▶ [What is required]: Only the lines from the one containing "Find every instance of the white" through the one containing "Target = brick wall" should be printed, exactly as they appear below, with both ends included.
-*-
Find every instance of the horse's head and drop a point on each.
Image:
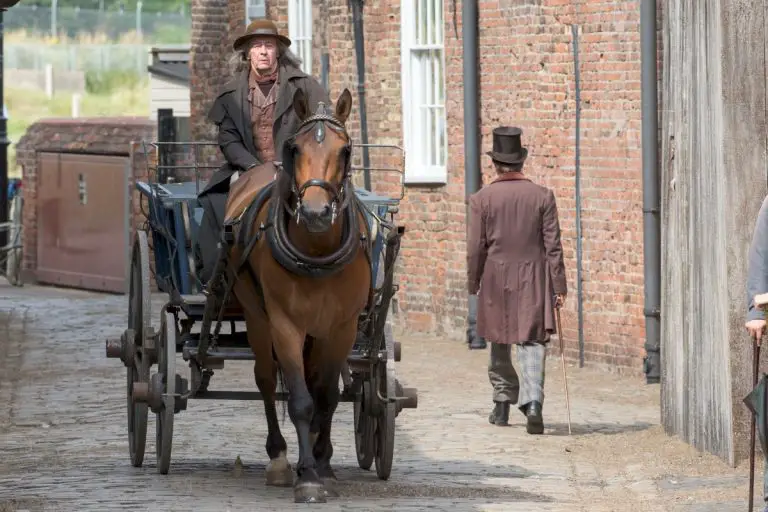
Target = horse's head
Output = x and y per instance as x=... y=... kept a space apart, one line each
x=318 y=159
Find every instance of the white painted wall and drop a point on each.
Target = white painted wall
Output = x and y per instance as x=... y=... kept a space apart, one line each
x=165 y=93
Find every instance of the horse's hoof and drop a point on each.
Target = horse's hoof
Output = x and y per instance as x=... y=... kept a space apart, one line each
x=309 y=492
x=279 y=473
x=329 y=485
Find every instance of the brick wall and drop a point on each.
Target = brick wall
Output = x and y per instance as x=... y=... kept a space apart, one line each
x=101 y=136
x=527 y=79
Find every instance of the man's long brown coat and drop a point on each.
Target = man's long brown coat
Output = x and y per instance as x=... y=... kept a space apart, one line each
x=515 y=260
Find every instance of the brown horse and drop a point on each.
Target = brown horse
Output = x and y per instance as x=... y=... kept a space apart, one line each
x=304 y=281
-*-
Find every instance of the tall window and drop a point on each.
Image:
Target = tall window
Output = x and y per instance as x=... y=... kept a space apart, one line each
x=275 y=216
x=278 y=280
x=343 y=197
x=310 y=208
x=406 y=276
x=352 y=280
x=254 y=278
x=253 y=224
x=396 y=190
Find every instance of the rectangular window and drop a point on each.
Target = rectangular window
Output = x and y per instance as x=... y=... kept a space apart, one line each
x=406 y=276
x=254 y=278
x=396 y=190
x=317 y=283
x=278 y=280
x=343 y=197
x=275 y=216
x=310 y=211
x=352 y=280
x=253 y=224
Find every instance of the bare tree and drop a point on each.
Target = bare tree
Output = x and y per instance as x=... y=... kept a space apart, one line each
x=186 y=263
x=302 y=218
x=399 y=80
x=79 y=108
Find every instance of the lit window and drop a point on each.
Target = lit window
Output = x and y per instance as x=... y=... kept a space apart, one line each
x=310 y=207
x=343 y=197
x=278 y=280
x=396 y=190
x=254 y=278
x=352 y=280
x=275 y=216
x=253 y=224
-*-
▶ [Output for this task]:
Find every instance of the white painted wall and drop a point on each.
Target = white painted wall
Output = x and y per instance as x=... y=... kept a space apart, one line each
x=165 y=93
Find every instance of the horse's hoof and drop a point on each.
Target = horse's hoof
Output = x and y per instance as x=... y=... kept a space apart, one line each
x=309 y=492
x=279 y=473
x=329 y=485
Find every instance of the brick wall and drop a point on each.
Target = brick wall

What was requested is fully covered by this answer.